[Extract to read Boundary: Start]

Everything for Pets & Idiots!

This is our cat Chuy.

“Hello Mrs Woog you sexy beast. Get that camera out of my face and come to bed….”

Chuy was originally christened Jesus because he was born on Christmas Day in a manger at a racing stable complex near Richmond. Mr Woog objected to the name (atheist heathen that he is) so we settled on Chuy Lewis and the Woogs, to be called Chuy.

The name is a hybrid of Chuy Bravo and Huey Lewis’s Band.

Before Chuy, we had Wilson, which Harry named after his ball. If you look closely, you might just make out the fact that Chuy still wears Wilson’s tag to honour his predecessor who was so cruelly taken from us 18 months ago by cancer, and to save me the $14 it would take to get a new one engraved.

Chuy is a no fuss cat. He does not care that his father was a complete fucker who pissed off after the party was over, leaving his mum to raise 5 hungry mouths to feed on her own.

He is very chilled out about most things, unless you pull a BBQ chicken out of the takeaway bag, and then he goes completely spare.

This week,  I realised just how low-care Chuy was when I found the Pet-Barn catalogue. This is what asshole, pampered cats can now look forward to getting for their birthday or Christmas, or both combined if the days fall on the same date. Like Chuy.

[Extract to read Boundary: End]
[Dataset extract Boundary: Start]

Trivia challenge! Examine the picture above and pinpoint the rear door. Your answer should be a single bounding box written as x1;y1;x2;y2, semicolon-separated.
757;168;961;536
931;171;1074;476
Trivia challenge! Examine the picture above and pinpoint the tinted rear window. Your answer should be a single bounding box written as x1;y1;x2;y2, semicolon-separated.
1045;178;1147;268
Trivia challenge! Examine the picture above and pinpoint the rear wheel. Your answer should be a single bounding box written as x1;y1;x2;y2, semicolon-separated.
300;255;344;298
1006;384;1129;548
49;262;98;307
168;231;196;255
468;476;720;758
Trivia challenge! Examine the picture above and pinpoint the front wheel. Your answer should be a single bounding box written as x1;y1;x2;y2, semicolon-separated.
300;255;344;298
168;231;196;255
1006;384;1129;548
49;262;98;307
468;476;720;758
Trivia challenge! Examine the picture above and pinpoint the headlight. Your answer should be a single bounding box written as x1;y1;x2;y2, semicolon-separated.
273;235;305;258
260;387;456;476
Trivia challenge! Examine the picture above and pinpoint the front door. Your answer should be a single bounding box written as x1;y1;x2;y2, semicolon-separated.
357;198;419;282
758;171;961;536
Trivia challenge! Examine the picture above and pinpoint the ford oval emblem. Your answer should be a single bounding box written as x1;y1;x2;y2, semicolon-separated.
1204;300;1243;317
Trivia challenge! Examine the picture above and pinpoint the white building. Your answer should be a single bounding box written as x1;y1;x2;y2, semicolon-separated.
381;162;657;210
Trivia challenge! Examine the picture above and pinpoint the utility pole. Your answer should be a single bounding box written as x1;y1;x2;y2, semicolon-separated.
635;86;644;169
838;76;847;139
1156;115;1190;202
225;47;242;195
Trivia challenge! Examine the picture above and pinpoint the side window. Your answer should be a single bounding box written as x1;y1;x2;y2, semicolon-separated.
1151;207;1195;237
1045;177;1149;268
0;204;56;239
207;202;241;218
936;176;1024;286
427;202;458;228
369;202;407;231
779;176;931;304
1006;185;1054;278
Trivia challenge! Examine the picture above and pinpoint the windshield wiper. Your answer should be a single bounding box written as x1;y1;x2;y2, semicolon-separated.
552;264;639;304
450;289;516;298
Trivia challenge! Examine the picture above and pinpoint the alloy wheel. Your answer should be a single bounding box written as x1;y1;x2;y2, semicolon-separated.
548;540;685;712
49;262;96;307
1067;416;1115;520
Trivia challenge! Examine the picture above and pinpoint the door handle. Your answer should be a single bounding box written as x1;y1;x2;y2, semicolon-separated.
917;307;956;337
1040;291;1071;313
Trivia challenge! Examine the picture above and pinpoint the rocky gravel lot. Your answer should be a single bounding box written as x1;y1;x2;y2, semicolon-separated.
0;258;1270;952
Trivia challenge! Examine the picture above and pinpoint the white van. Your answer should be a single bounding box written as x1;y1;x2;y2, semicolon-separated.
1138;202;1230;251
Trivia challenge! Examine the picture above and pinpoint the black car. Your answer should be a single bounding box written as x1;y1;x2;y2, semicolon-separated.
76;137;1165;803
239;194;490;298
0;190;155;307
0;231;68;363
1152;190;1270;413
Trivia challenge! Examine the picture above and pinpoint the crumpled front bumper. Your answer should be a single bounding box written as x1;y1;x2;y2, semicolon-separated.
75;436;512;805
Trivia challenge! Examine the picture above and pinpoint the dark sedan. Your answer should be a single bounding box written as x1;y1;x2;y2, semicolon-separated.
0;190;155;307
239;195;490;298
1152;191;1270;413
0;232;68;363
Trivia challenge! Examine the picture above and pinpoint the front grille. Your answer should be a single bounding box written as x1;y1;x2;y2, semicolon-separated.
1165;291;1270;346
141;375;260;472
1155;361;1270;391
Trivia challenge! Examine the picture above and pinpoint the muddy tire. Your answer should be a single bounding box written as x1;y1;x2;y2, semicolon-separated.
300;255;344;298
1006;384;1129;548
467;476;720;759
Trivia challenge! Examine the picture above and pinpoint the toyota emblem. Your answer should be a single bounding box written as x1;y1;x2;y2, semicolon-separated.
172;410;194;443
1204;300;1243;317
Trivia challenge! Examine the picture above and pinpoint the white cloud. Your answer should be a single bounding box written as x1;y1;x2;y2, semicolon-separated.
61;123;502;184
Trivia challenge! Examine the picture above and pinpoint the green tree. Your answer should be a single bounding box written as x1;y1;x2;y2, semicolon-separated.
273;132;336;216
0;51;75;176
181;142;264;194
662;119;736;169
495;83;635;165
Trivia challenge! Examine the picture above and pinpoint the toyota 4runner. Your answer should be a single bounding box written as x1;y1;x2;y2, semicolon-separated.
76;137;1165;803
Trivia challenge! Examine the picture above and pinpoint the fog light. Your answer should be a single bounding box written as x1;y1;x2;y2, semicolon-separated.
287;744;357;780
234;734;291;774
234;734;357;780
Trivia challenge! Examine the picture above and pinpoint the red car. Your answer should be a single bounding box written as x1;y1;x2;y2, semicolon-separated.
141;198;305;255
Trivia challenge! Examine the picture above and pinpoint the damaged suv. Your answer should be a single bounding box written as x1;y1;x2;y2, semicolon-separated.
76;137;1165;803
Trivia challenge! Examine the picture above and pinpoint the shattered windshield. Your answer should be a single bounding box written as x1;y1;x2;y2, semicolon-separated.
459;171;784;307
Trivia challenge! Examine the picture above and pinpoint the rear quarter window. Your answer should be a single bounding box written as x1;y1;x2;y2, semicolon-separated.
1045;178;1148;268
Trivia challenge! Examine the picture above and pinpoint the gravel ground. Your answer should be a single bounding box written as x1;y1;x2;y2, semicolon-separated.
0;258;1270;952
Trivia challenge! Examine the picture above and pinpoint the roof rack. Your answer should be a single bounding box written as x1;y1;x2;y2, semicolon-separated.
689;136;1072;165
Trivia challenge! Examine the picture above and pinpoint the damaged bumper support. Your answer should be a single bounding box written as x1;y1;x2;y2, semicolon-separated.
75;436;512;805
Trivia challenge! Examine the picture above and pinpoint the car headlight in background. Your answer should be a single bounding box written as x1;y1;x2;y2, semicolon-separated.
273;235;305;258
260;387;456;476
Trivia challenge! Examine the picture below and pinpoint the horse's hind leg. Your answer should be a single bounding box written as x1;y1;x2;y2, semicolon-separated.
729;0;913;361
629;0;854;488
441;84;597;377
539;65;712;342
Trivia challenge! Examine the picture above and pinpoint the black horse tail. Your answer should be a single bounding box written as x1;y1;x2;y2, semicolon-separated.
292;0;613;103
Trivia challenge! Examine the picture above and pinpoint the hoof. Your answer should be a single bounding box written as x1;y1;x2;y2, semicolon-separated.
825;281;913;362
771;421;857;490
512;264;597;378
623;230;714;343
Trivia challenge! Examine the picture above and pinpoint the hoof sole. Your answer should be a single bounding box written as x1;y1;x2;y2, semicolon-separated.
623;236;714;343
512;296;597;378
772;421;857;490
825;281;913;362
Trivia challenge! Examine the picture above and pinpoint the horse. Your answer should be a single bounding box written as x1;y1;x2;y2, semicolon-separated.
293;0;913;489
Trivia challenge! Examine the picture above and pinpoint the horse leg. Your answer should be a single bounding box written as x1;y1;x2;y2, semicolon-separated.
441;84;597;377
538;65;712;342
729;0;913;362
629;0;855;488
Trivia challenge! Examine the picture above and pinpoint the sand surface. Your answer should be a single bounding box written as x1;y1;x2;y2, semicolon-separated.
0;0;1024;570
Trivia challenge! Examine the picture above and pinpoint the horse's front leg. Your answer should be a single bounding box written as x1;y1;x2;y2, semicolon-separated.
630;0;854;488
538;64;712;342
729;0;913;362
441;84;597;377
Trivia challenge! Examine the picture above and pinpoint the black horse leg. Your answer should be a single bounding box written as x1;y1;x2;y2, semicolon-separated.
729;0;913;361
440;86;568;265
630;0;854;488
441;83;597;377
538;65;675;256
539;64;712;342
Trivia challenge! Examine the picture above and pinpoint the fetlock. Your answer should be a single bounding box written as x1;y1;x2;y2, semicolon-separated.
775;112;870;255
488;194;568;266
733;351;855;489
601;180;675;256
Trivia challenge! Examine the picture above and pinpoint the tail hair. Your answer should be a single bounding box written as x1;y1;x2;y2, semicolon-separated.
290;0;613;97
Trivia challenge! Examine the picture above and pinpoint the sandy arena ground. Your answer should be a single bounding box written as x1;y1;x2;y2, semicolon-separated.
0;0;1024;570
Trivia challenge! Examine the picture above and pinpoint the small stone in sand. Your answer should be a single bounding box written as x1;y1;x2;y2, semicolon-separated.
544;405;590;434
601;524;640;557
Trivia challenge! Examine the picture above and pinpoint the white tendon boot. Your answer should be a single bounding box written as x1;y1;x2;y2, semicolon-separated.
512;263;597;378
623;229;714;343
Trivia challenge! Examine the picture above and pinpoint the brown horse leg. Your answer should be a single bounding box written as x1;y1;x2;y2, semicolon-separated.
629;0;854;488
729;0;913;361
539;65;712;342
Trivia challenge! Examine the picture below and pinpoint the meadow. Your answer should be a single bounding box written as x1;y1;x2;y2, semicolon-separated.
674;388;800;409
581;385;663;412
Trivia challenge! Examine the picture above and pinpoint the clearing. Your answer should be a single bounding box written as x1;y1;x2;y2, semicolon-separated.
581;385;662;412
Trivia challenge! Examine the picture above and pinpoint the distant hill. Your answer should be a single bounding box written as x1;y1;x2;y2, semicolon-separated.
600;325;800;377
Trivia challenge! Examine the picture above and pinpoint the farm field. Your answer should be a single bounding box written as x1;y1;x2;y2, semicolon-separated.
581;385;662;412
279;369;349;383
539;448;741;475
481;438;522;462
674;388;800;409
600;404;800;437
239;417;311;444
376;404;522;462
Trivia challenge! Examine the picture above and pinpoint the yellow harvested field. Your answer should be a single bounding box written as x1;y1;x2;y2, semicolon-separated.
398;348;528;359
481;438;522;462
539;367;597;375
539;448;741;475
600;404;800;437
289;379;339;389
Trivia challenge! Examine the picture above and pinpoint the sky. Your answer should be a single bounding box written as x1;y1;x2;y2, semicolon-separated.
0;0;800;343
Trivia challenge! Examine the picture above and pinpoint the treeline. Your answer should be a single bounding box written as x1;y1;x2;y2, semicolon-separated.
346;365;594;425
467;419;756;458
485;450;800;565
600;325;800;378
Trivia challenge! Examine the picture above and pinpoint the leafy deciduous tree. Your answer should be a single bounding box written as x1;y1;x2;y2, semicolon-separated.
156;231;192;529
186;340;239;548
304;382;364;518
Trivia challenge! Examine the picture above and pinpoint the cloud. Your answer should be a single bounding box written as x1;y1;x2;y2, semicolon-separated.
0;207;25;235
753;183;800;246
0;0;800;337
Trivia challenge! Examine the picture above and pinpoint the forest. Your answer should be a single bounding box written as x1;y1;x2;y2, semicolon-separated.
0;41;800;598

[Dataset extract Boundary: End]

> [Instructions]
1) In the post about Chuy the cat, why does Chuy wear Wilson's tag?
2) Continue the post about Chuy the cat from its final sentence.

> [Results by task]
1) Chuy wears Wilson's tag to honor Wilson, the cat before him, who died of cancer 18 months earlier. It also saves the $14 it would cost to have a new tag engraved.

2)
It was exactly like the old Babies Galore Catalogues I used to get. Same colours, font, design and really, the same language.

Similar prices.

And I will not even start on the car-seat options. I just will not. And another thing. 


It just wants something to eat, a leg to make love to and some other dog’s butts to sniff around on occasion.

If you have a pet, love it. Feed it and spend time with it. Look after it with all your capabilities. But please, do not make it look like an asshole. Or buy it stupid stuff that you will just end up putting out for council cleanup.

Bowl. Collar. Maybe a brush. Love.*

*love includes taking it to the vet and worming/fleaing stuff. The expensive stuff.